# [Study text]
>>>>
Employee Creativity at Work when Coping with Life Trauma: The Importance of Organizational Practices
Professor Feirong Yuan discusses the impacts of creativity at work and answers questions about her paper, “Sensemaking and Creativity at Work When Employees are Coping with Traumatic Life Experiences: Implications for Positive Organizational Change,” published in The Journal of Applied Behavioral Science.
What motivated you to pursue this research?
The initial motivation for this research stems from my own experience of a traumatic event in personal life. I was fortunate to have received social support from several colleagues which made it possible for me to sustain the motivation and ability to continue writing and research. This experience inspired me to research conditions that can lead individuals to continue demonstrating creativity at work when they are coping with traumatic incidents in a different area of life. I was also motivated to pursue this research because I observed examples of other professionals who remained resilient and continued to produce creative work when they were coping with life traumas. For example, many doctors, nurses, teachers, and other professionals came up with innovative solutions to help patients, students, and the public during the Covid-19 pandemic.
Were there any specific external events—political, social, or economic—that influenced your decision to pursue this research?
<<<<
# [Tasks for this exercise]
**1.** Answer these questions about the interview on employee creativity and life trauma:
(a) In which journal was the paper published?
(b) What does the professor give as the initial motivation for the research?
(c) Which professionals are named as having come up with innovative solutions during the Covid-19 pandemic?
**2.** Carry on the interview about employee creativity and life trauma, picking up right after its final question.
The material that follows has no connection to the interview on employee creativity and life trauma.

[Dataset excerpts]
>>>>
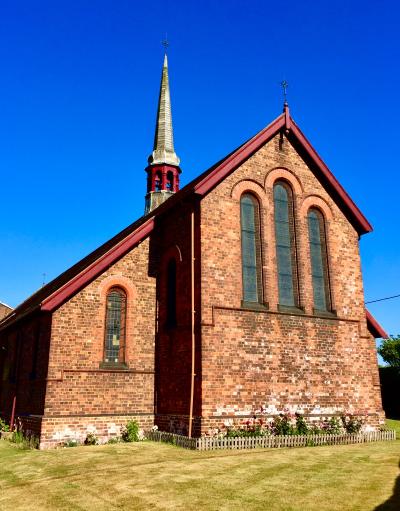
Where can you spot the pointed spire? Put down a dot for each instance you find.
(163, 150)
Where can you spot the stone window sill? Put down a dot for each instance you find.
(114, 365)
(291, 309)
(256, 306)
(325, 314)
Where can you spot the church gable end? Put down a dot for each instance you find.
(241, 290)
(290, 349)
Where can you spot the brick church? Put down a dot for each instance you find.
(241, 289)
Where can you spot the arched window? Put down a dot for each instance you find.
(114, 342)
(285, 245)
(319, 260)
(170, 181)
(251, 249)
(171, 293)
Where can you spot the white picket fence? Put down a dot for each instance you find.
(271, 441)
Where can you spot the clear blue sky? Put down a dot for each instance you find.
(78, 90)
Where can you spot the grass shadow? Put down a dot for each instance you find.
(393, 503)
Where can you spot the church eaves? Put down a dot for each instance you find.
(51, 296)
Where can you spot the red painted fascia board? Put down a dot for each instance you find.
(374, 327)
(363, 223)
(88, 274)
(220, 172)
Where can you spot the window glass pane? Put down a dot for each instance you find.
(251, 253)
(316, 260)
(248, 249)
(115, 301)
(319, 265)
(250, 284)
(281, 211)
(280, 193)
(319, 293)
(284, 257)
(282, 234)
(286, 296)
(284, 245)
(248, 216)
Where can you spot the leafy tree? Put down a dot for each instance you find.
(389, 350)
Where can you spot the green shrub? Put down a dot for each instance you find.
(91, 439)
(301, 425)
(3, 426)
(282, 425)
(333, 426)
(130, 433)
(113, 440)
(351, 423)
(71, 443)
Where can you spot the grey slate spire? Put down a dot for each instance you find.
(163, 150)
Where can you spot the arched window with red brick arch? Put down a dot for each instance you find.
(285, 238)
(171, 292)
(319, 260)
(114, 338)
(251, 249)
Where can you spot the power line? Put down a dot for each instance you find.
(383, 299)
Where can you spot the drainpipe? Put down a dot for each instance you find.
(192, 259)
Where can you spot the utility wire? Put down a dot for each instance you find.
(383, 299)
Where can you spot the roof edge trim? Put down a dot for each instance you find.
(360, 218)
(249, 148)
(88, 274)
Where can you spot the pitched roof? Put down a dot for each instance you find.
(374, 327)
(69, 282)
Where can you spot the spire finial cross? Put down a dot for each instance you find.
(165, 43)
(284, 86)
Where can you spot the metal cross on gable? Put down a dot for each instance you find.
(165, 43)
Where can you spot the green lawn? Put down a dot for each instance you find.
(150, 476)
(394, 424)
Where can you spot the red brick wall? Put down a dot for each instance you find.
(172, 239)
(78, 389)
(24, 350)
(252, 358)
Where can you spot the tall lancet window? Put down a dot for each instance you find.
(114, 342)
(319, 260)
(251, 249)
(285, 245)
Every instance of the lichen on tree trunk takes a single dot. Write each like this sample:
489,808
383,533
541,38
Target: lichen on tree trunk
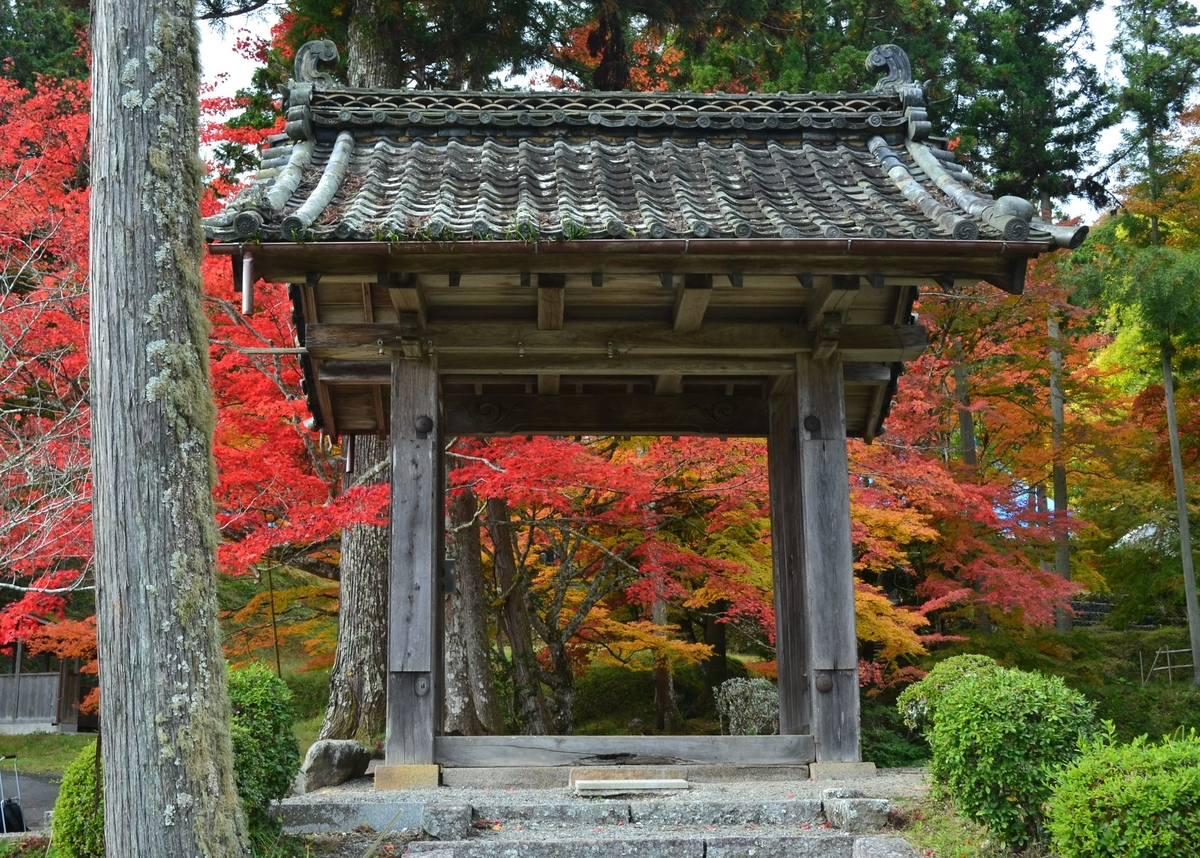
<<<<
# [Task-by-task outputs]
**1.**
(a) The Journal of Applied Behavioral Science.
(b) Her own experience of a traumatic event in her personal life.
(c) Doctors, nurses and teachers.

**2.**
The prolonged experience of the COVID-19 pandemic and several other traumatizing social-economic situations further strengthened my decision to pursue this research. Because traumatic conditions such as these can last a long time, it is important for organizations to understand how to support their employees in these life situations. I believe that businesses and organizations can play a part in helping their employees respond to these events in a constructive way, and they can also learn from the many great insights employees may bring to work because of these life experiences. Given the widespread impact of these traumatic incidents, understanding these positive organizational practices should be important for all organizations.
In what ways is your research innovative, and how do you think it will impact the field?
This research calls attention to workplace creativity as a possible constructive response when individuals are coping with traumatic life situations. The psychological processes and individual and social conditions examined in this paper provide directions for future studies to test specific mechanisms that can support these responses.
Another innovative aspect of this research is its emphasis on organizational practices. This focus is relatively new and I hope that it can encourage researchers and business managers to think about resilience and extraordinary creative performance during trauma as a socially embedded phenomenon rather than the acts of a few unique individuals.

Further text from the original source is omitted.